> What you have to do: Convert the data beginning at the line containing "the coconut palm?" and running through the line containing "565 399 L 560", both included, into a two-column CSV with the headers instruction and mask. Give one row per instruction, with its full text in the first quoted field and its complete answer in the second, and replace line breaks with spaces.

> Data for this task:
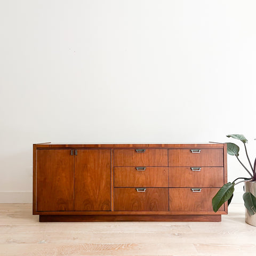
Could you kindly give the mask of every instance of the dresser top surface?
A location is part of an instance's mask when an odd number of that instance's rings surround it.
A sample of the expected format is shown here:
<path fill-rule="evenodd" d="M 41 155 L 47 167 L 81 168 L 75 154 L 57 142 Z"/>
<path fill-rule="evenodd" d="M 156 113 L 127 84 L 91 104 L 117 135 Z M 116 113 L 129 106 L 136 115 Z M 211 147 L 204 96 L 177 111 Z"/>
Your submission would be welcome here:
<path fill-rule="evenodd" d="M 46 142 L 42 143 L 35 143 L 34 147 L 36 148 L 223 148 L 224 143 L 212 142 L 196 142 L 186 143 L 103 143 L 100 144 L 95 143 L 55 143 Z"/>

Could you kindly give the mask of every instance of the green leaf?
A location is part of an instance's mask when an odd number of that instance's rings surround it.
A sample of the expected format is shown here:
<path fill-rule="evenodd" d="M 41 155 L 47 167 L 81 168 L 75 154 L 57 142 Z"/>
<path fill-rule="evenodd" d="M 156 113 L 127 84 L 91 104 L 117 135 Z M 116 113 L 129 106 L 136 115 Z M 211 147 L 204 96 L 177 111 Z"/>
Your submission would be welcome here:
<path fill-rule="evenodd" d="M 231 156 L 239 156 L 239 150 L 240 149 L 239 147 L 234 143 L 228 142 L 227 143 L 227 152 L 229 155 Z"/>
<path fill-rule="evenodd" d="M 249 214 L 252 215 L 256 213 L 256 197 L 251 192 L 245 192 L 243 198 Z"/>
<path fill-rule="evenodd" d="M 239 140 L 243 143 L 247 143 L 248 142 L 248 140 L 247 140 L 246 138 L 243 134 L 229 134 L 227 135 L 227 137 Z"/>
<path fill-rule="evenodd" d="M 235 183 L 228 182 L 222 186 L 212 198 L 212 204 L 213 211 L 216 212 L 220 207 L 227 201 L 233 194 Z"/>

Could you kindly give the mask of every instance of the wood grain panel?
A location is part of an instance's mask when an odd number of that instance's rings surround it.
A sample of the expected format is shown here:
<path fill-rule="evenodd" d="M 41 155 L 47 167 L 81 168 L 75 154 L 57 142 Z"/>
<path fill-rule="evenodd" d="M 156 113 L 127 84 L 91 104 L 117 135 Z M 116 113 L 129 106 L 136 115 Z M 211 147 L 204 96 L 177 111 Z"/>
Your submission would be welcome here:
<path fill-rule="evenodd" d="M 115 149 L 115 166 L 167 166 L 167 149 L 145 149 L 138 153 L 136 149 Z"/>
<path fill-rule="evenodd" d="M 169 166 L 223 166 L 223 149 L 198 149 L 199 153 L 190 149 L 169 149 Z"/>
<path fill-rule="evenodd" d="M 209 211 L 213 212 L 212 199 L 219 188 L 202 188 L 201 192 L 193 192 L 190 188 L 169 188 L 170 211 Z M 223 211 L 222 205 L 219 211 Z"/>
<path fill-rule="evenodd" d="M 169 187 L 220 187 L 223 185 L 222 167 L 202 167 L 192 171 L 190 167 L 169 167 Z"/>
<path fill-rule="evenodd" d="M 110 211 L 110 149 L 79 149 L 75 159 L 75 211 Z"/>
<path fill-rule="evenodd" d="M 115 167 L 115 187 L 168 187 L 168 167 L 146 167 L 138 171 L 135 167 Z"/>
<path fill-rule="evenodd" d="M 147 188 L 138 192 L 134 188 L 114 189 L 115 211 L 168 211 L 168 189 Z"/>
<path fill-rule="evenodd" d="M 37 211 L 73 211 L 74 157 L 70 150 L 37 150 L 36 155 Z"/>
<path fill-rule="evenodd" d="M 218 215 L 41 215 L 41 222 L 51 221 L 221 221 Z"/>

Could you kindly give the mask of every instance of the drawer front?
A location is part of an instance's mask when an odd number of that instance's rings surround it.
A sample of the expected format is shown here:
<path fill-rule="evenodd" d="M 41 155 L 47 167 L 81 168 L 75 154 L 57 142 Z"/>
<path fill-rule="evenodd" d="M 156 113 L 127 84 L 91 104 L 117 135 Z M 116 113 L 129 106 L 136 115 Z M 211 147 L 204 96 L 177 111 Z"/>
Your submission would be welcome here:
<path fill-rule="evenodd" d="M 167 167 L 115 167 L 115 187 L 168 187 Z"/>
<path fill-rule="evenodd" d="M 169 166 L 223 166 L 223 149 L 169 149 Z"/>
<path fill-rule="evenodd" d="M 142 189 L 138 189 L 142 190 Z M 135 188 L 114 190 L 114 211 L 168 211 L 168 188 Z"/>
<path fill-rule="evenodd" d="M 169 187 L 215 187 L 224 185 L 223 167 L 169 167 Z"/>
<path fill-rule="evenodd" d="M 170 211 L 206 211 L 213 213 L 212 199 L 219 188 L 202 188 L 201 192 L 193 192 L 191 188 L 169 188 Z M 223 205 L 219 211 L 224 211 Z"/>
<path fill-rule="evenodd" d="M 167 149 L 115 149 L 115 166 L 167 166 Z"/>

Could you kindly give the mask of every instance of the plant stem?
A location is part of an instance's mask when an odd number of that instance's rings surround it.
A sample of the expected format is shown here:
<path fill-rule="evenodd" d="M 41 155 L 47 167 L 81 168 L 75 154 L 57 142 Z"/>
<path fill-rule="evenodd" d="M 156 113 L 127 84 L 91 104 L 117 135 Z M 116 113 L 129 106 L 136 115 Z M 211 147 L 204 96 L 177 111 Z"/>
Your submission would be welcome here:
<path fill-rule="evenodd" d="M 241 181 L 238 181 L 238 182 L 236 182 L 235 183 L 235 185 L 237 185 L 237 184 L 239 184 L 239 183 L 242 182 L 244 182 L 245 181 L 248 181 L 247 180 L 241 180 Z M 234 186 L 235 186 L 234 185 Z"/>
<path fill-rule="evenodd" d="M 244 164 L 243 164 L 243 163 L 240 161 L 240 159 L 238 158 L 238 157 L 235 155 L 236 158 L 237 158 L 237 160 L 239 161 L 239 162 L 242 164 L 242 165 L 243 166 L 243 167 L 246 170 L 247 172 L 250 174 L 250 175 L 252 177 L 252 175 L 251 174 L 251 173 L 248 171 L 248 169 L 244 165 Z"/>
<path fill-rule="evenodd" d="M 250 166 L 251 166 L 251 168 L 252 169 L 252 173 L 253 173 L 253 175 L 254 175 L 254 171 L 253 170 L 253 168 L 252 167 L 252 164 L 251 163 L 251 161 L 250 161 L 249 157 L 248 156 L 248 153 L 247 153 L 247 148 L 246 148 L 246 146 L 245 146 L 245 143 L 244 143 L 244 148 L 245 149 L 245 153 L 246 154 L 247 158 L 248 159 L 248 162 L 249 162 Z"/>

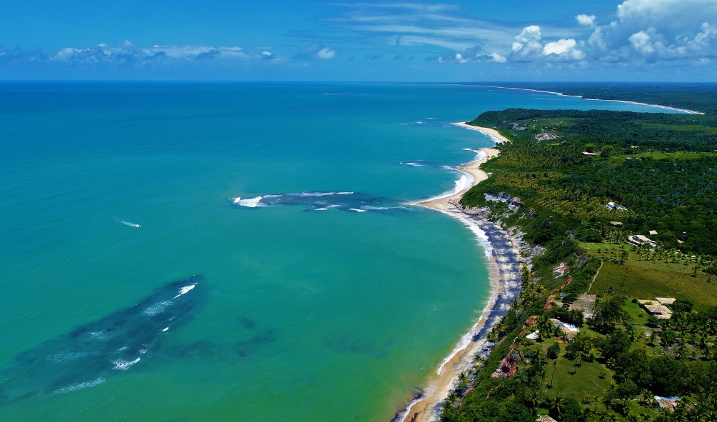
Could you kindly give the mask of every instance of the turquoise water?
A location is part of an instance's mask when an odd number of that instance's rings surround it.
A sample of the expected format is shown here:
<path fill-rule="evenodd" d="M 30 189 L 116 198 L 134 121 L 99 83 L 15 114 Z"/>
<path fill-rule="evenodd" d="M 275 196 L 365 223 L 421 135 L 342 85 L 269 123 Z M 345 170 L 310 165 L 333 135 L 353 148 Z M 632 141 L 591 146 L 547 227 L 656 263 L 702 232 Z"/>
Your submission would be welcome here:
<path fill-rule="evenodd" d="M 655 110 L 456 85 L 0 87 L 5 421 L 388 421 L 489 296 L 459 222 L 376 209 L 450 191 L 441 166 L 492 145 L 449 123 L 508 107 Z M 326 211 L 229 200 L 310 192 L 354 193 L 326 196 L 348 204 Z M 348 209 L 361 201 L 373 208 Z M 186 297 L 203 299 L 170 307 L 167 331 L 126 310 L 193 274 Z M 110 322 L 113 341 L 147 345 L 123 370 L 112 360 L 131 349 L 87 352 L 73 333 Z"/>

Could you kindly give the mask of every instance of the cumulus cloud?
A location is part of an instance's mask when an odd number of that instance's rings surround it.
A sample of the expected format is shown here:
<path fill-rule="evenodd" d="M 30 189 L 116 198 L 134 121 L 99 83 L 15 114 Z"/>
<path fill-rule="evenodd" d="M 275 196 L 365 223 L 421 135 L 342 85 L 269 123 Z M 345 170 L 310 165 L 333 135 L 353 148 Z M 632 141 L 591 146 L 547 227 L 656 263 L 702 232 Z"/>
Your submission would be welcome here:
<path fill-rule="evenodd" d="M 592 27 L 595 24 L 595 19 L 597 17 L 597 16 L 594 14 L 591 14 L 590 16 L 587 14 L 579 14 L 575 16 L 575 19 L 579 24 L 584 27 Z"/>
<path fill-rule="evenodd" d="M 591 37 L 592 45 L 607 50 L 597 59 L 684 65 L 717 57 L 717 1 L 626 0 L 615 16 Z"/>
<path fill-rule="evenodd" d="M 336 57 L 338 50 L 315 44 L 297 52 L 294 57 L 300 60 L 328 60 Z"/>
<path fill-rule="evenodd" d="M 509 58 L 515 62 L 577 61 L 584 57 L 574 39 L 564 38 L 543 44 L 540 27 L 531 25 L 513 38 Z"/>
<path fill-rule="evenodd" d="M 465 49 L 462 53 L 448 54 L 438 58 L 440 62 L 453 62 L 454 63 L 468 63 L 470 62 L 485 62 L 488 63 L 505 63 L 507 59 L 501 54 L 495 52 L 489 53 L 480 45 Z"/>

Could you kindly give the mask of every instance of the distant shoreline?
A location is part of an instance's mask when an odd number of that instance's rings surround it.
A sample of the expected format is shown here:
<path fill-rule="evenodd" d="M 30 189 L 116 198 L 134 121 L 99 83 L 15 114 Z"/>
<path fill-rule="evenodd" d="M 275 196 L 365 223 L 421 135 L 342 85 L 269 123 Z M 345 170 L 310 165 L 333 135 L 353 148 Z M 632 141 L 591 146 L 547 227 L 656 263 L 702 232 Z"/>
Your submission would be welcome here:
<path fill-rule="evenodd" d="M 664 108 L 665 110 L 675 110 L 675 111 L 680 111 L 680 112 L 686 112 L 686 113 L 691 114 L 691 115 L 704 115 L 705 114 L 705 113 L 703 113 L 703 112 L 702 112 L 701 111 L 696 111 L 696 110 L 688 110 L 688 109 L 686 109 L 686 108 L 677 108 L 677 107 L 670 107 L 670 106 L 668 106 L 668 105 L 660 105 L 659 104 L 650 104 L 650 103 L 647 103 L 647 102 L 638 102 L 637 101 L 627 101 L 626 100 L 605 100 L 605 99 L 603 99 L 603 98 L 584 98 L 582 97 L 582 95 L 571 95 L 569 94 L 563 94 L 562 92 L 555 92 L 555 91 L 545 91 L 545 90 L 533 90 L 533 89 L 531 89 L 531 88 L 518 88 L 518 87 L 500 87 L 500 86 L 498 86 L 498 85 L 469 85 L 467 84 L 460 84 L 460 85 L 465 85 L 465 86 L 471 86 L 471 87 L 485 87 L 485 88 L 500 88 L 501 90 L 519 90 L 519 91 L 531 91 L 533 92 L 542 92 L 542 93 L 544 93 L 544 94 L 554 94 L 556 95 L 561 95 L 562 97 L 574 97 L 576 98 L 579 98 L 581 100 L 584 100 L 586 101 L 612 101 L 612 102 L 623 102 L 623 103 L 625 103 L 625 104 L 635 104 L 635 105 L 647 105 L 647 106 L 650 106 L 650 107 L 657 107 L 658 108 Z"/>
<path fill-rule="evenodd" d="M 490 136 L 496 143 L 508 140 L 495 129 L 472 126 L 466 123 L 452 124 L 473 130 L 479 130 Z M 500 153 L 497 149 L 490 148 L 480 148 L 478 151 L 483 153 L 485 156 L 479 155 L 480 158 L 477 160 L 463 166 L 454 168 L 473 177 L 470 186 L 457 190 L 452 194 L 414 203 L 412 205 L 429 208 L 447 214 L 465 224 L 476 234 L 479 241 L 485 249 L 490 262 L 490 297 L 478 321 L 461 337 L 453 350 L 444 359 L 437 371 L 437 377 L 429 382 L 428 386 L 423 389 L 420 397 L 412 401 L 408 407 L 394 419 L 398 422 L 432 422 L 440 420 L 443 401 L 448 393 L 455 388 L 458 375 L 473 366 L 474 355 L 483 351 L 488 346 L 485 339 L 487 329 L 492 327 L 496 319 L 500 317 L 498 315 L 497 310 L 502 309 L 506 300 L 509 302 L 510 299 L 517 293 L 515 284 L 511 282 L 519 277 L 519 269 L 504 264 L 505 261 L 512 262 L 519 259 L 518 253 L 513 244 L 512 239 L 496 224 L 479 216 L 472 215 L 472 213 L 464 212 L 457 203 L 470 188 L 488 178 L 488 175 L 480 170 L 480 165 Z M 491 234 L 489 235 L 488 233 Z M 498 256 L 501 257 L 500 264 L 496 259 Z M 498 304 L 500 306 L 496 307 Z"/>

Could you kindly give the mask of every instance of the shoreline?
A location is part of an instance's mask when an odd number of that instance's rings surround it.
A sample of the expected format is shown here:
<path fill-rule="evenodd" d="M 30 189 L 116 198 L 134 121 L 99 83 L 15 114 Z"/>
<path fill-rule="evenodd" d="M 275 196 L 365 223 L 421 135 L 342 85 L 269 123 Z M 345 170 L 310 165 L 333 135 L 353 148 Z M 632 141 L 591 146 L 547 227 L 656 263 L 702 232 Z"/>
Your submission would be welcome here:
<path fill-rule="evenodd" d="M 461 84 L 463 85 L 463 84 Z M 586 101 L 613 101 L 615 102 L 624 102 L 625 104 L 635 104 L 638 105 L 647 105 L 650 107 L 657 107 L 658 108 L 663 108 L 665 110 L 672 110 L 675 111 L 681 111 L 690 115 L 704 115 L 705 113 L 701 111 L 696 111 L 694 110 L 689 110 L 686 108 L 677 108 L 675 107 L 670 107 L 668 105 L 660 105 L 659 104 L 650 104 L 649 102 L 639 102 L 637 101 L 628 101 L 627 100 L 605 100 L 603 98 L 584 98 L 582 95 L 571 95 L 569 94 L 563 94 L 562 92 L 556 92 L 555 91 L 545 91 L 543 90 L 533 90 L 531 88 L 518 88 L 516 87 L 499 87 L 498 85 L 470 85 L 473 87 L 483 87 L 485 88 L 500 88 L 501 90 L 518 90 L 519 91 L 531 91 L 533 92 L 542 92 L 544 94 L 555 94 L 556 95 L 561 95 L 563 97 L 574 97 L 576 98 L 579 98 L 581 100 L 584 100 Z"/>
<path fill-rule="evenodd" d="M 452 123 L 473 130 L 478 130 L 496 143 L 508 140 L 497 130 L 489 128 L 471 126 L 465 123 Z M 505 315 L 510 302 L 520 290 L 520 252 L 513 239 L 502 228 L 484 218 L 479 211 L 463 210 L 458 203 L 468 189 L 486 180 L 488 175 L 480 170 L 481 164 L 500 153 L 495 148 L 477 150 L 478 158 L 466 165 L 452 168 L 473 178 L 469 186 L 459 188 L 457 183 L 454 192 L 432 198 L 412 205 L 429 208 L 453 217 L 465 225 L 476 236 L 483 246 L 490 272 L 490 296 L 478 320 L 456 343 L 444 359 L 437 375 L 422 389 L 419 397 L 394 418 L 397 422 L 434 422 L 440 419 L 443 401 L 457 385 L 458 375 L 475 365 L 474 356 L 480 353 L 487 356 L 493 343 L 486 339 L 488 332 Z"/>

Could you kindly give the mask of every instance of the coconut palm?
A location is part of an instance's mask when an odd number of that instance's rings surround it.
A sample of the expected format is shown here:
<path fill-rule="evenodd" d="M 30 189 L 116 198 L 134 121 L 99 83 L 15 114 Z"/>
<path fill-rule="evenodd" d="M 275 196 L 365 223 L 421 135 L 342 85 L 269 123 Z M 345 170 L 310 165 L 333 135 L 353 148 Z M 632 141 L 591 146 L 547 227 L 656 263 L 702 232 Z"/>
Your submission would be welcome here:
<path fill-rule="evenodd" d="M 540 406 L 541 402 L 540 396 L 538 393 L 533 390 L 528 390 L 523 396 L 523 401 L 526 403 L 526 406 L 530 408 L 531 411 L 534 414 L 536 413 L 536 408 Z"/>
<path fill-rule="evenodd" d="M 565 399 L 560 395 L 550 398 L 548 400 L 548 410 L 551 415 L 560 416 L 560 413 L 565 411 Z"/>

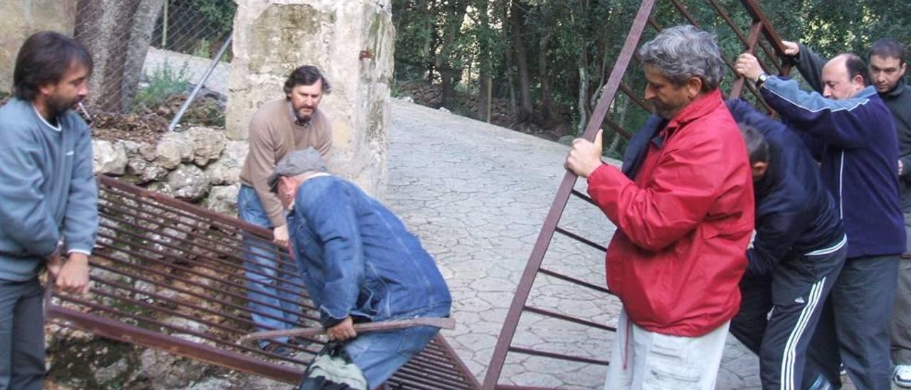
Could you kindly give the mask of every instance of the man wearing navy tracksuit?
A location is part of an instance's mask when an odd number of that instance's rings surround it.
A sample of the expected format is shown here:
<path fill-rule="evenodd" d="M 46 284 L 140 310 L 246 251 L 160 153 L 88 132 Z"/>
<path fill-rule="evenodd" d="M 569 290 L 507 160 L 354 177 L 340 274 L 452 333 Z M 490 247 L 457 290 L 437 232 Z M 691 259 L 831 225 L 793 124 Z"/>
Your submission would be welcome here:
<path fill-rule="evenodd" d="M 759 355 L 763 388 L 799 388 L 847 239 L 800 137 L 742 100 L 727 106 L 746 141 L 756 200 L 756 237 L 731 333 Z"/>
<path fill-rule="evenodd" d="M 906 249 L 892 114 L 865 86 L 866 66 L 854 55 L 837 56 L 823 67 L 823 95 L 765 75 L 750 54 L 741 55 L 734 68 L 756 82 L 766 103 L 818 157 L 848 237 L 847 260 L 811 342 L 820 348 L 811 348 L 804 385 L 822 374 L 837 388 L 841 360 L 858 388 L 887 390 L 888 323 L 898 256 Z M 838 353 L 830 352 L 836 345 Z"/>

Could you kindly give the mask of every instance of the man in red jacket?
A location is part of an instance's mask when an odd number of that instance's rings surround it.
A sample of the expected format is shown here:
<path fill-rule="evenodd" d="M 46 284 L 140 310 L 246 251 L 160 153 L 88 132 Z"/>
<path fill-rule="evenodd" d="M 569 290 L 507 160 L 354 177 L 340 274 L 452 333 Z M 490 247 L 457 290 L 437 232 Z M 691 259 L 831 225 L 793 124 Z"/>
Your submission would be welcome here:
<path fill-rule="evenodd" d="M 639 53 L 657 116 L 623 170 L 601 162 L 600 132 L 566 162 L 618 227 L 607 273 L 623 310 L 605 388 L 713 389 L 753 229 L 749 159 L 711 35 L 668 28 Z"/>

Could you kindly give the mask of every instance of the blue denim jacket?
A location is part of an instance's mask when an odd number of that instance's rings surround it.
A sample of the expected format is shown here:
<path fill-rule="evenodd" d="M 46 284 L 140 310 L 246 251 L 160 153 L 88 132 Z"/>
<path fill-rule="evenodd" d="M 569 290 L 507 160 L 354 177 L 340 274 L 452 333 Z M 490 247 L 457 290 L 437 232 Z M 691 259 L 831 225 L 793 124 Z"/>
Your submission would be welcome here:
<path fill-rule="evenodd" d="M 449 315 L 452 297 L 434 259 L 402 221 L 334 176 L 298 188 L 288 229 L 325 327 L 349 314 L 370 321 Z"/>

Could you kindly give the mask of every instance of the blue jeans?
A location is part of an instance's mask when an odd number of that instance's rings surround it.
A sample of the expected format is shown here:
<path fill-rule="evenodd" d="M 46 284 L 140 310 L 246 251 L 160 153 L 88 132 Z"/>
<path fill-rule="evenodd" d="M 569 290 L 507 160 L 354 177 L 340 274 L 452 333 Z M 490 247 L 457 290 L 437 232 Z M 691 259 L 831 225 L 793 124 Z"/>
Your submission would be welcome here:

> Solution:
instruction,mask
"Could you kindly give the mask of every instance of the coconut palm? A location is part of an instance's mask when an odd number of that instance's rings surround it. A sample of the expected format is shown here: <path fill-rule=""evenodd"" d=""M 30 189 L 116 198 L 134 121 L 99 83 L 15 114 Z""/> <path fill-rule=""evenodd"" d=""M 275 196 L 365 223 L 421 135 L 342 85 L 269 123 Z M 345 170 L 310 165 L 333 135 L 353 148 Z M 632 141 L 591 146 L 547 227 L 656 263 L 702 232 Z""/> Your submission would be welcome here:","<path fill-rule=""evenodd"" d=""M 540 406 L 541 402 L 540 396 L 538 393 L 533 390 L 528 390 L 523 396 L 523 401 L 526 403 L 526 406 L 530 408 L 531 411 L 534 414 L 536 413 L 536 408 Z""/> <path fill-rule=""evenodd"" d=""M 565 399 L 560 395 L 550 398 L 548 400 L 548 410 L 551 415 L 560 416 L 560 413 L 565 411 Z""/>"